• _Problem description_:
Return every line of the listing below that contains the string "trousers". Matching is case-sensitive.

• _Given records_:
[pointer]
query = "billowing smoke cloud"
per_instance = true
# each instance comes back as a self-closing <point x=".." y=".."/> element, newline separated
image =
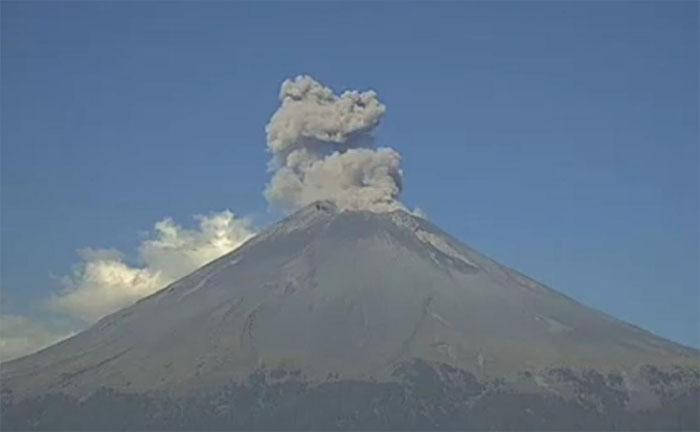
<point x="103" y="282"/>
<point x="322" y="150"/>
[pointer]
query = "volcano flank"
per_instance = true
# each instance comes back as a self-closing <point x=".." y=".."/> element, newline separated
<point x="351" y="319"/>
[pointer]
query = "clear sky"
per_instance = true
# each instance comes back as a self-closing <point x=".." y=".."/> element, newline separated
<point x="560" y="138"/>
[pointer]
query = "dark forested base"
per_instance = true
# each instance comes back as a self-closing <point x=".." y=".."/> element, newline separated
<point x="422" y="398"/>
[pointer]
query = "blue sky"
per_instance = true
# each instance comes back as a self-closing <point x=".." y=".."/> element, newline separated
<point x="560" y="138"/>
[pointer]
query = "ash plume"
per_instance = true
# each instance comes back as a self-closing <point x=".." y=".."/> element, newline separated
<point x="322" y="149"/>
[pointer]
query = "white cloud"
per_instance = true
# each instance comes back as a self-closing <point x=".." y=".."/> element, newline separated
<point x="103" y="282"/>
<point x="20" y="336"/>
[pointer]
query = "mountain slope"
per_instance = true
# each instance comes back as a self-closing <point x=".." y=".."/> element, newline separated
<point x="329" y="297"/>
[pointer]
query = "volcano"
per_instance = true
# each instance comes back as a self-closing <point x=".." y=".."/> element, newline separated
<point x="338" y="319"/>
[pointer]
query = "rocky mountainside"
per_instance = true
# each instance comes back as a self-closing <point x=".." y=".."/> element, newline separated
<point x="355" y="320"/>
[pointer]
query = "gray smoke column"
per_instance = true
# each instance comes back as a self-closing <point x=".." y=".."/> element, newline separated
<point x="322" y="147"/>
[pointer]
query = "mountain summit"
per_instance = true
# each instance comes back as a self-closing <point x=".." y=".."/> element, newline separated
<point x="355" y="320"/>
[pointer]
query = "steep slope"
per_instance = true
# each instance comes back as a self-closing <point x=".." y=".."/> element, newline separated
<point x="329" y="296"/>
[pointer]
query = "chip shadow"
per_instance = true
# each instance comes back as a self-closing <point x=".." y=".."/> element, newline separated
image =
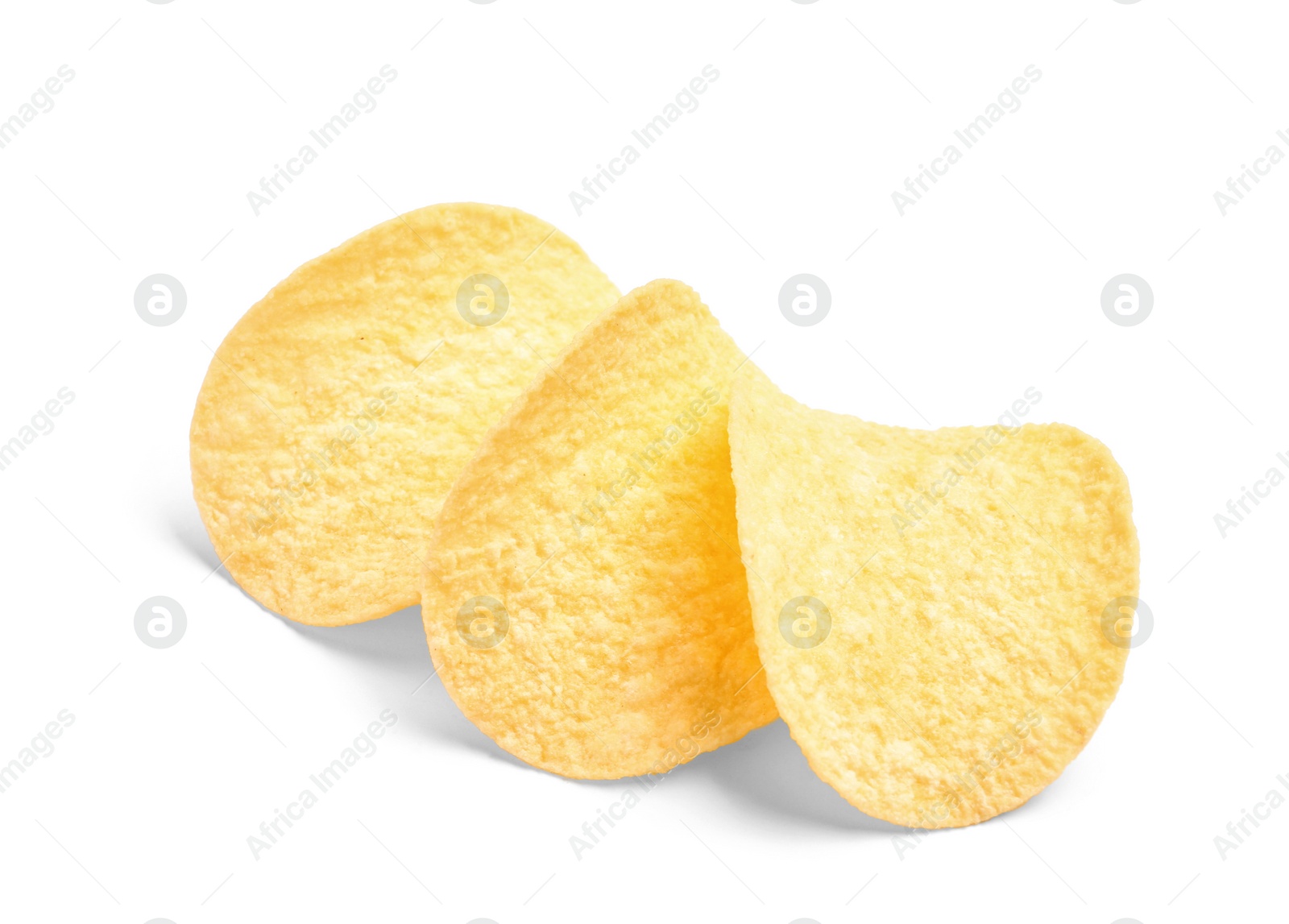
<point x="769" y="771"/>
<point x="390" y="655"/>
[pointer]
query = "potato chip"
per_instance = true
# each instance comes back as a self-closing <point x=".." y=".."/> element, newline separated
<point x="342" y="406"/>
<point x="930" y="605"/>
<point x="584" y="602"/>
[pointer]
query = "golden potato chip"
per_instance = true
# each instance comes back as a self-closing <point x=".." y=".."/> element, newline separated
<point x="930" y="605"/>
<point x="584" y="599"/>
<point x="341" y="408"/>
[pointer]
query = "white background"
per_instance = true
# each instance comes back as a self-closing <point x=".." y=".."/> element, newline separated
<point x="944" y="316"/>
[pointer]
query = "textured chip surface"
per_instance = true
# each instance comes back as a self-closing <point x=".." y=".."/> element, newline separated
<point x="584" y="599"/>
<point x="341" y="408"/>
<point x="928" y="605"/>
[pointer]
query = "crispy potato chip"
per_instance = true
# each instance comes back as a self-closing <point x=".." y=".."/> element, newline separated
<point x="342" y="406"/>
<point x="930" y="605"/>
<point x="584" y="601"/>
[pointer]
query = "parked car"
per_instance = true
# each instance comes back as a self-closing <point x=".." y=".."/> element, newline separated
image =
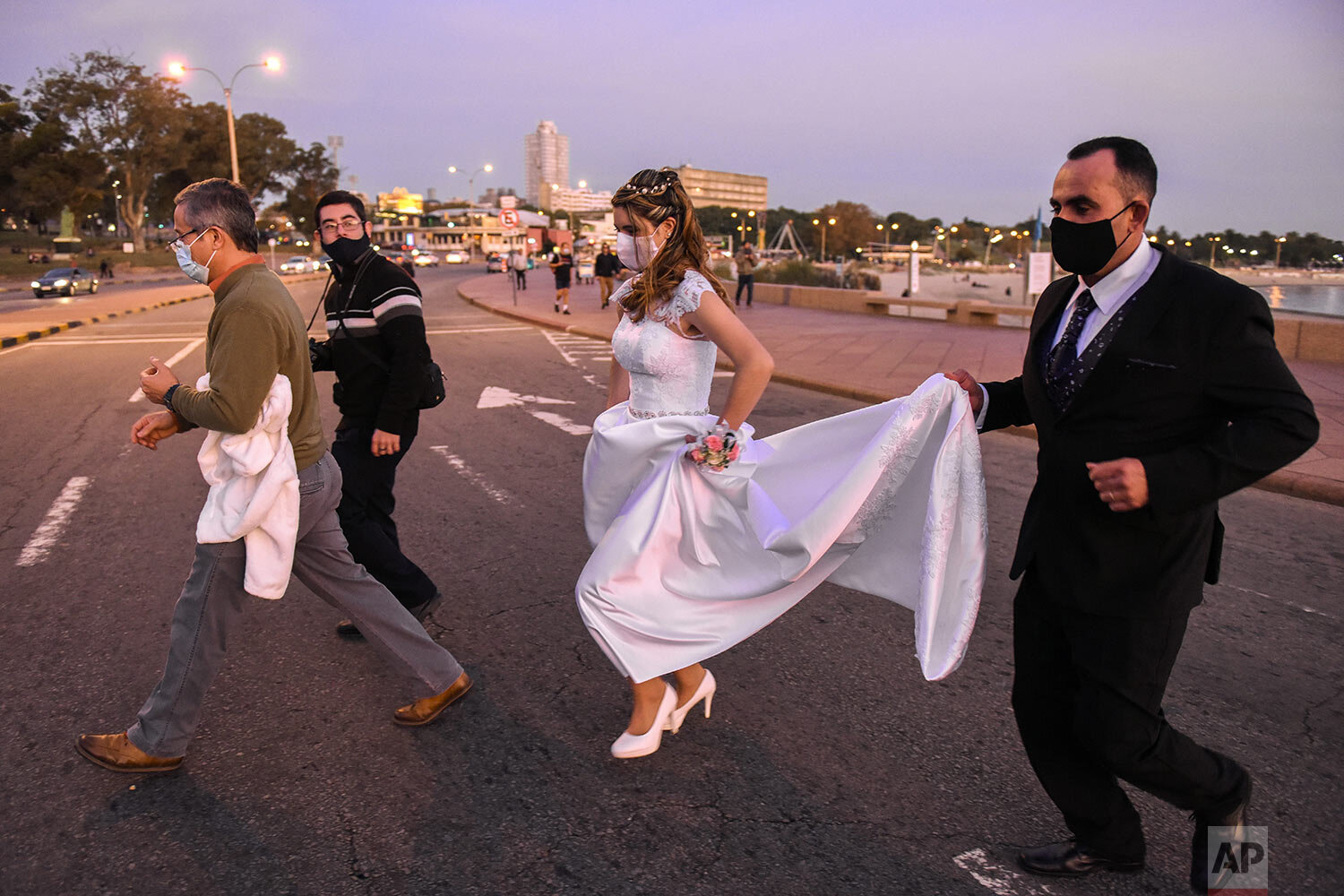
<point x="65" y="281"/>
<point x="298" y="265"/>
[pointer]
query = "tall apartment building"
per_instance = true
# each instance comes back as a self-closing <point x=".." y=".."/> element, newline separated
<point x="723" y="188"/>
<point x="546" y="159"/>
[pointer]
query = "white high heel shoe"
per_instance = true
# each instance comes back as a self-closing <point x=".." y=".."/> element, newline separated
<point x="704" y="692"/>
<point x="633" y="745"/>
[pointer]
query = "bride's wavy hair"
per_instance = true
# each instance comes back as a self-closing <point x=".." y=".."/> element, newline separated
<point x="655" y="196"/>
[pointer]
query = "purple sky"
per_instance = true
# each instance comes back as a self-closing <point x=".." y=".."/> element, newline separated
<point x="943" y="109"/>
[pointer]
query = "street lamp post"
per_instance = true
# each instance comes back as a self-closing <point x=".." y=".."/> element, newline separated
<point x="828" y="226"/>
<point x="271" y="64"/>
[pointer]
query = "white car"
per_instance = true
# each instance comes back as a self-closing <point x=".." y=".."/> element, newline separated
<point x="298" y="265"/>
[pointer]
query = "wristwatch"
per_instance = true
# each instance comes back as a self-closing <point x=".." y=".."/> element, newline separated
<point x="183" y="424"/>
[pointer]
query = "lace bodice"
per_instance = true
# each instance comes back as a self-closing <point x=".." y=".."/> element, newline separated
<point x="669" y="374"/>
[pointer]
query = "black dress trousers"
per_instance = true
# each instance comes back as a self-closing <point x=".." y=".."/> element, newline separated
<point x="1088" y="694"/>
<point x="366" y="514"/>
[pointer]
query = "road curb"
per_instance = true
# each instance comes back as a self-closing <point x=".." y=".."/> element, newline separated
<point x="1300" y="485"/>
<point x="10" y="341"/>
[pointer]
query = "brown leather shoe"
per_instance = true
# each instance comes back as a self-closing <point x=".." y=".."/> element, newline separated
<point x="1073" y="860"/>
<point x="427" y="708"/>
<point x="118" y="754"/>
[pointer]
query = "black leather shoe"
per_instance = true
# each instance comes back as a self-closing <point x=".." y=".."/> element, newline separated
<point x="1072" y="860"/>
<point x="1236" y="817"/>
<point x="347" y="629"/>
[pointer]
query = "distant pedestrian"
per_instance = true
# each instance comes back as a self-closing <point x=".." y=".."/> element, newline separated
<point x="562" y="263"/>
<point x="257" y="363"/>
<point x="521" y="269"/>
<point x="607" y="266"/>
<point x="746" y="263"/>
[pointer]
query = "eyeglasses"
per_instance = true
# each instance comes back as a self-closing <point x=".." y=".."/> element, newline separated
<point x="347" y="226"/>
<point x="177" y="242"/>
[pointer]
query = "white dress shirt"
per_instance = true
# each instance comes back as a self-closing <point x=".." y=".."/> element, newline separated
<point x="1110" y="292"/>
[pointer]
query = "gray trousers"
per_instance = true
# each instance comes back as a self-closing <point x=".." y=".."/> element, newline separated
<point x="212" y="600"/>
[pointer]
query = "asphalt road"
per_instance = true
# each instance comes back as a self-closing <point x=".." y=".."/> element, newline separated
<point x="830" y="764"/>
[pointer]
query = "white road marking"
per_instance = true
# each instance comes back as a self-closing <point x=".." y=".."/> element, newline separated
<point x="497" y="397"/>
<point x="562" y="424"/>
<point x="191" y="347"/>
<point x="449" y="331"/>
<point x="574" y="349"/>
<point x="59" y="513"/>
<point x="473" y="477"/>
<point x="995" y="877"/>
<point x="56" y="341"/>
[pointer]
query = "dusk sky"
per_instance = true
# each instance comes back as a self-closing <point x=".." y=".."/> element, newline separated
<point x="949" y="109"/>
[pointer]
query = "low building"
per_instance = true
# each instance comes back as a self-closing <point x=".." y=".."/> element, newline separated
<point x="582" y="199"/>
<point x="476" y="231"/>
<point x="725" y="188"/>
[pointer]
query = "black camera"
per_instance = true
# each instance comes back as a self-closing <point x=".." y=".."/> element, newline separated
<point x="320" y="355"/>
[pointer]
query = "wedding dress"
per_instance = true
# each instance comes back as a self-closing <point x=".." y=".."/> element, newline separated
<point x="688" y="562"/>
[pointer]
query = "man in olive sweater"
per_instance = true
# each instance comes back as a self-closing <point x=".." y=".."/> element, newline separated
<point x="255" y="332"/>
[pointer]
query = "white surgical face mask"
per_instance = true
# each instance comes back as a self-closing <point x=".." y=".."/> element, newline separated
<point x="636" y="252"/>
<point x="190" y="266"/>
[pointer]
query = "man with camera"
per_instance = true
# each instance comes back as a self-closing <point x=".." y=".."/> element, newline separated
<point x="376" y="347"/>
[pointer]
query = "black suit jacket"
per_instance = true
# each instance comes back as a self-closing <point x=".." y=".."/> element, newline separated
<point x="1193" y="387"/>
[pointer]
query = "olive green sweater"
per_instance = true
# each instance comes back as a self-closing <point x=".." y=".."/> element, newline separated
<point x="254" y="333"/>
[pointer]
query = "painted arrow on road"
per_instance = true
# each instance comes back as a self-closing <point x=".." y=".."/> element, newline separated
<point x="496" y="397"/>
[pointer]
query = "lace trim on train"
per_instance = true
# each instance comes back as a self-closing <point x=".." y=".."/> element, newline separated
<point x="650" y="416"/>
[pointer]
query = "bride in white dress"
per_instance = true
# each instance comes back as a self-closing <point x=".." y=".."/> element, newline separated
<point x="688" y="560"/>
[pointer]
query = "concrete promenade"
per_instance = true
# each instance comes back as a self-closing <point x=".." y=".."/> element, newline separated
<point x="874" y="358"/>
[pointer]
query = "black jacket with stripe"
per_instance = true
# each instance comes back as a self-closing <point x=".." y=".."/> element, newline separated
<point x="374" y="312"/>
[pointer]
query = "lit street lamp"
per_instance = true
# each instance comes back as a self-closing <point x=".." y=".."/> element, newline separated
<point x="179" y="70"/>
<point x="470" y="182"/>
<point x="831" y="223"/>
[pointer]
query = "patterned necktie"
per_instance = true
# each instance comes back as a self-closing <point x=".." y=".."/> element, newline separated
<point x="1064" y="355"/>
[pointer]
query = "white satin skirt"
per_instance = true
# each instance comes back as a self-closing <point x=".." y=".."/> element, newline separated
<point x="687" y="562"/>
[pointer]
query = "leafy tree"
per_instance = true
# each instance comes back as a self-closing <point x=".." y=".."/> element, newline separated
<point x="913" y="228"/>
<point x="855" y="228"/>
<point x="265" y="155"/>
<point x="50" y="175"/>
<point x="13" y="125"/>
<point x="131" y="120"/>
<point x="311" y="177"/>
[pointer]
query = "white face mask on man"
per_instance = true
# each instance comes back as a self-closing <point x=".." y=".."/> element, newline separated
<point x="636" y="252"/>
<point x="188" y="265"/>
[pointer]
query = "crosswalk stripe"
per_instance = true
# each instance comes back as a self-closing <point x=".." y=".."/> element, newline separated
<point x="39" y="546"/>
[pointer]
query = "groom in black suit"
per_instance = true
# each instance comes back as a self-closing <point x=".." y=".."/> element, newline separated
<point x="1156" y="389"/>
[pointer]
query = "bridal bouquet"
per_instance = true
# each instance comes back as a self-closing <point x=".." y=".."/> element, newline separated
<point x="715" y="449"/>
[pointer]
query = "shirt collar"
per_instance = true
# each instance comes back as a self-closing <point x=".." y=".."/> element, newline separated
<point x="1112" y="290"/>
<point x="220" y="281"/>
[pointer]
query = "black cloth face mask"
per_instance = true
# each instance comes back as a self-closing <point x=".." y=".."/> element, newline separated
<point x="1083" y="249"/>
<point x="346" y="252"/>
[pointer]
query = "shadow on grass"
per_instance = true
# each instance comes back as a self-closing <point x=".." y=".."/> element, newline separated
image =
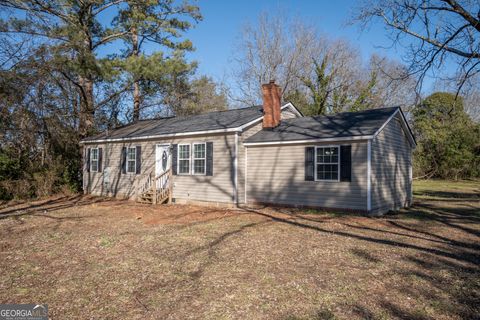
<point x="450" y="195"/>
<point x="52" y="205"/>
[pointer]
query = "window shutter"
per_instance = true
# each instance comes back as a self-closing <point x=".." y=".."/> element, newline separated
<point x="87" y="159"/>
<point x="100" y="156"/>
<point x="123" y="160"/>
<point x="174" y="158"/>
<point x="138" y="160"/>
<point x="309" y="164"/>
<point x="209" y="164"/>
<point x="346" y="163"/>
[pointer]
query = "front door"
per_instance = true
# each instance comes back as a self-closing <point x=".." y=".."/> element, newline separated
<point x="163" y="159"/>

• _Reply_:
query = "black dress trousers"
query = "gray trousers"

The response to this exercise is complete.